Task description
Copy out the material word for word, from the line containing "Greenhouse-scouting request: tag the man with" through the last line of the material.

start Data shown

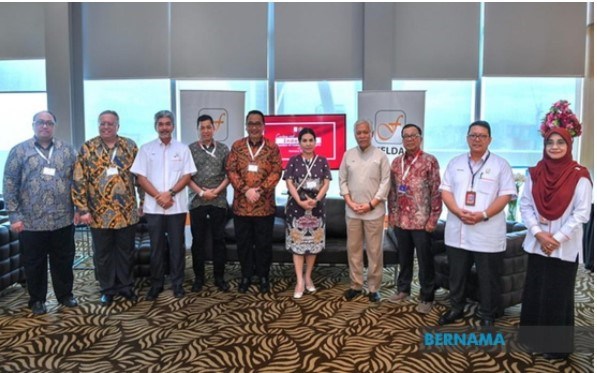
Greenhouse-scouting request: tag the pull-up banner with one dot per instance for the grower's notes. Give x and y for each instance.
(389, 111)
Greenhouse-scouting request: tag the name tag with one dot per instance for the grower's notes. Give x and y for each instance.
(111, 171)
(49, 171)
(470, 198)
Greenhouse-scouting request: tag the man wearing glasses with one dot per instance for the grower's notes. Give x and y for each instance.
(254, 167)
(476, 187)
(37, 192)
(414, 205)
(104, 194)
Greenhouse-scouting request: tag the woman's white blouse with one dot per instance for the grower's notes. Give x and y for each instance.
(567, 230)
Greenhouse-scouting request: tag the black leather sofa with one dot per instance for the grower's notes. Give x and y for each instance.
(334, 253)
(11, 269)
(513, 269)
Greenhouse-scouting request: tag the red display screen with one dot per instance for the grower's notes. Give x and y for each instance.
(330, 130)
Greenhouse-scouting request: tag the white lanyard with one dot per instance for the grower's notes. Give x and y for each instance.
(113, 155)
(47, 159)
(404, 174)
(213, 152)
(310, 166)
(258, 150)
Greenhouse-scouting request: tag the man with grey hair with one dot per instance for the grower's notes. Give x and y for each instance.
(364, 183)
(164, 167)
(37, 184)
(104, 194)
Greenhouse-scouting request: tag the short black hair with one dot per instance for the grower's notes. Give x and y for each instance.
(205, 117)
(480, 123)
(257, 112)
(412, 125)
(44, 111)
(305, 131)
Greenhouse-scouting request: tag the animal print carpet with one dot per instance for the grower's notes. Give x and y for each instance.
(231, 332)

end Data shown

Result
Greenhouse-scouting request: tag the man with grey hair with one dot per instance for the grower's notes. Give x and y for each instance.
(364, 183)
(164, 167)
(37, 184)
(104, 194)
Greenhouse-scouting request: tag the short black hair with one dot per instance for the grower's notes. Give x and y for each instance.
(205, 117)
(480, 123)
(257, 112)
(412, 125)
(44, 111)
(305, 131)
Greenhouse-scouting request: tag the animal print carpet with one dot per instance for the grower's notes. Give x and y for each instance.
(231, 332)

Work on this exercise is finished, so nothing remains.